- [EXTRAIT FOURNI]:
________________________

7. Ni ces dispositions conventionnelles et considérants, ni aucun principe général de droit reposant sur ceux-ci n’empêchent l’incrimination et la sanction d’un suspect en application de l’article 88quater, §§ 1 et 3, du Code d’instruction criminelle, tel qu’interprété ci-dessus.
8. À cet égard, il convient de tenir compte, entre autres, de ce qui suit :
- il ressort des motifs que l’arrêt reprend du jugement entrepris qu’il y avait des indices que le défendeur était venu acheter des stupéfiants en Belgique. Il disposait de deux téléphones portables dont il a refusé de donner le code d’accès ;
- des pièces auxquelles la Cour peut avoir égard, il n’apparaît pas que, devant les juges d’appel, il ait été contesté que la police a trouvé les téléphones portables sans recours à la contrainte à l’égard du défendeur, que celui-ci connaissait les codes d’accès visés ou que l’information demandée était proportionnée à l’enquête sur les faits mentionnés ;
- le droit de ne pas s’auto-incriminer et la présomption d’innocence ne sont pas absolus et doivent être mis en balance avec d’autres droits comme le droit à la liberté et à la sécurité garanti par l’article 5 de la Convention et l’interdiction de l’abus de droit mentionnée à l’article 17 de la Convention ;
- le droit de ne pas s’auto-incriminer vise en premier lieu à garantir le droit à un procès équitable en excluant les déclarations inexactes faites sous la contrainte ;
- le code d’accès à un système informatique existe indépendamment de la volonté de la personne qui a connaissance de ce code. Ce dernier reste inchangé qu’il soit communiqué ou non et entre en ligne de compte pour un contrôle immédiat. Il n’existe aucun risque pour la fiabilité des éléments de preuve ;
- le code d’accès est neutre et il est à distinguer des données éventuellement incriminantes qui peuvent être retrouvées au moyen du système informatique ;
- l’information demandée, même si la [non-]communication de celle-ci est sanctionnée d’importantes peines d’emprisonnement, et l’utilisation qui en est faite, sont limitées. Cette information ne porte que sur le code d’accès à un système informatique déjà découvert et illisible sans elle. Il doit en outre être démontré que le prévenu connaissait ce code. Le droit de celui-ci de présenter complètement sa défense à propos des données retrouvées demeure inchangé.

________________________

- [CONSIGNE 1]: Pourriez-vous citer mot pour mot, sans la moindre modification, l'ensemble des entrées qui suivent ?

- [DONNÉES AFFICHÉES]:
________________________

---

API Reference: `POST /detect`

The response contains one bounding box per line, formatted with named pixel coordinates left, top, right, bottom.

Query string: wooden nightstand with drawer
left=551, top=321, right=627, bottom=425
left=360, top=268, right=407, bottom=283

________________________

- [CONSIGNE 2]: Pouvez-vous afficher tel quel le passage de l'extrait sur le code d'accès, depuis « 7. Ni ces dispositions » jusqu'à « tel qu’interprété ci-dessus. » compris ?

- [BONNE RÉPONSE 1]:
---

API Reference: `POST /detect`

The response contains one bounding box per line, formatted with named pixel coordinates left, top, right, bottom.

Query string: wooden nightstand with drawer
left=551, top=321, right=627, bottom=425
left=360, top=268, right=407, bottom=283

- [BONNE RÉPONSE 2]:
7. Ni ces dispositions conventionnelles et considérants, ni aucun principe général de droit reposant sur ceux-ci n’empêchent l’incrimination et la sanction d’un suspect en application de l’article 88quater, §§ 1 et 3, du Code d’instruction criminelle, tel qu’interprété ci-dessus.